What the task asks: Wherever the string "instance" appears in the records, return the line that holds it.

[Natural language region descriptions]
◆ ◆ ◆ ◆

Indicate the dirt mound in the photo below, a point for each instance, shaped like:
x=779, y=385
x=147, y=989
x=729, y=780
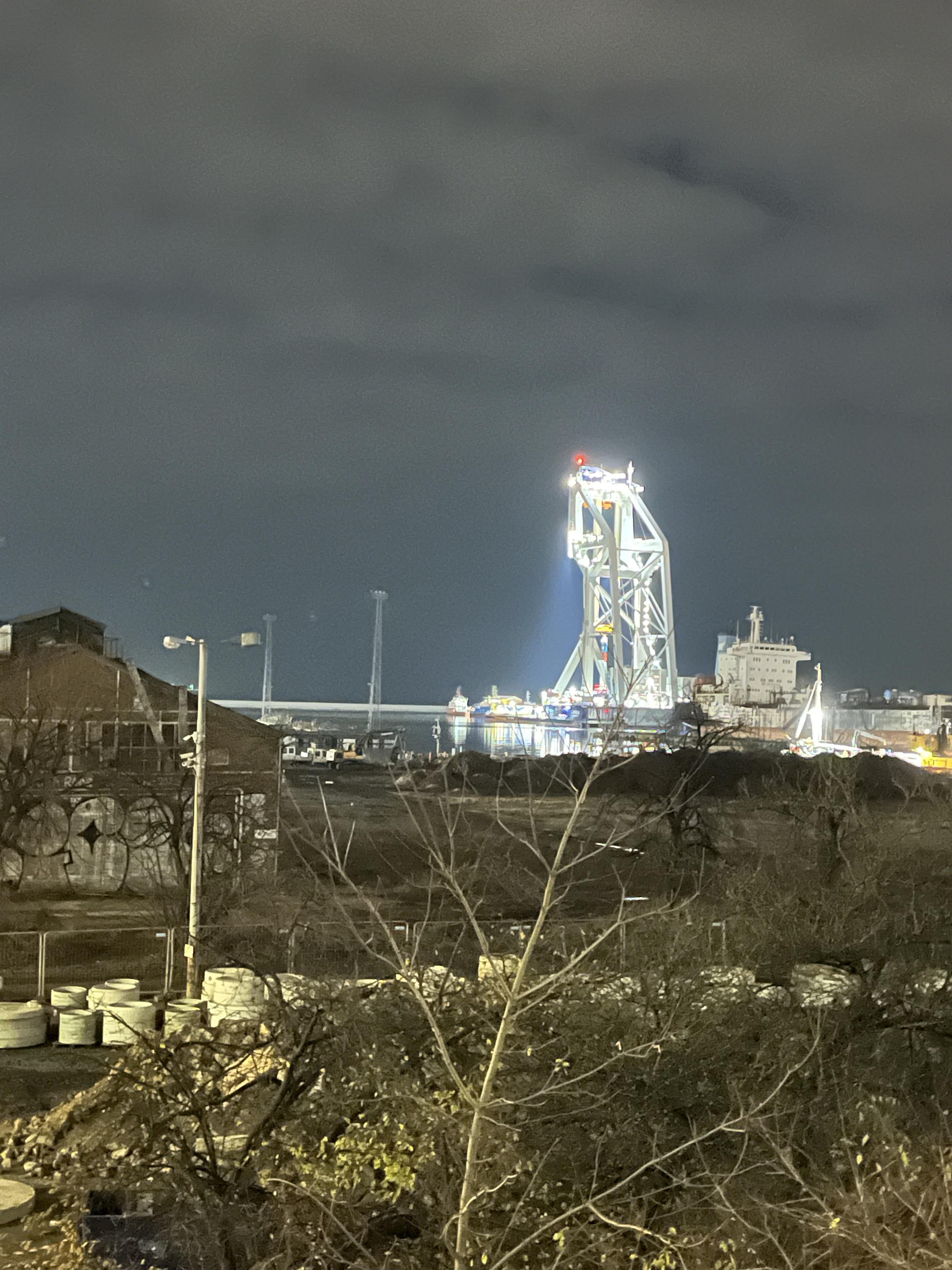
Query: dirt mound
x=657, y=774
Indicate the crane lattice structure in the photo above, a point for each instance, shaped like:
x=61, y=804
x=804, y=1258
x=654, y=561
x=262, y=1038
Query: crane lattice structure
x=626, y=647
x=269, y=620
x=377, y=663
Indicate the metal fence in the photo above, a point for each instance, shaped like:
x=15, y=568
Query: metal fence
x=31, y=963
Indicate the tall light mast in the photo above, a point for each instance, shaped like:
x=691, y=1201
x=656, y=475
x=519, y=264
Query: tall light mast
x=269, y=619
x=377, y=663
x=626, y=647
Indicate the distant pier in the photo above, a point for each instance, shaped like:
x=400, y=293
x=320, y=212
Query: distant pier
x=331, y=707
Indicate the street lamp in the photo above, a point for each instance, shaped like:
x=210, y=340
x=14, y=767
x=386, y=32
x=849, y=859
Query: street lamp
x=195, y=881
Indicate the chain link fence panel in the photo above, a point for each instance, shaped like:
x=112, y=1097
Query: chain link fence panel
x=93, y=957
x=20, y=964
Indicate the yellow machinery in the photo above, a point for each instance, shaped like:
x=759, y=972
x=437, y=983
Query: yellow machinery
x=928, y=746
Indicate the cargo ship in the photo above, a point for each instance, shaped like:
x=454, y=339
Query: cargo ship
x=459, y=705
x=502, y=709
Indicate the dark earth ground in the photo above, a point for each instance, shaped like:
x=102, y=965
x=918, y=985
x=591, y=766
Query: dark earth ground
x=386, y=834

◆ ◆ ◆ ◆

Result of this exercise:
Indicate the dirt mound in the photo below, a point for each instance, shaped like:
Indicate the crane lattice structure in the photo above, a point for each instance, shaped like:
Indicate the metal fence in the photo above, a point for each instance, shaped like:
Indicate the tall light mast in the photo above, a point for each instance, shaped like:
Indicate the distant pier in the photo above, a point for each instance, shaped like:
Indicate the street lamp in the photo above, a point for each instance, shaped like:
Indicate the chain link fence panel in the photo above, a point for each instance, shaped like:
Indicate the yellow machinery in the photo above, a point for each instance, shaped like:
Indicate the cargo ship in the photo above, a point for each instance, shaped like:
Indicate the dark earth ground in the photo above, a point for each instance, shaped like:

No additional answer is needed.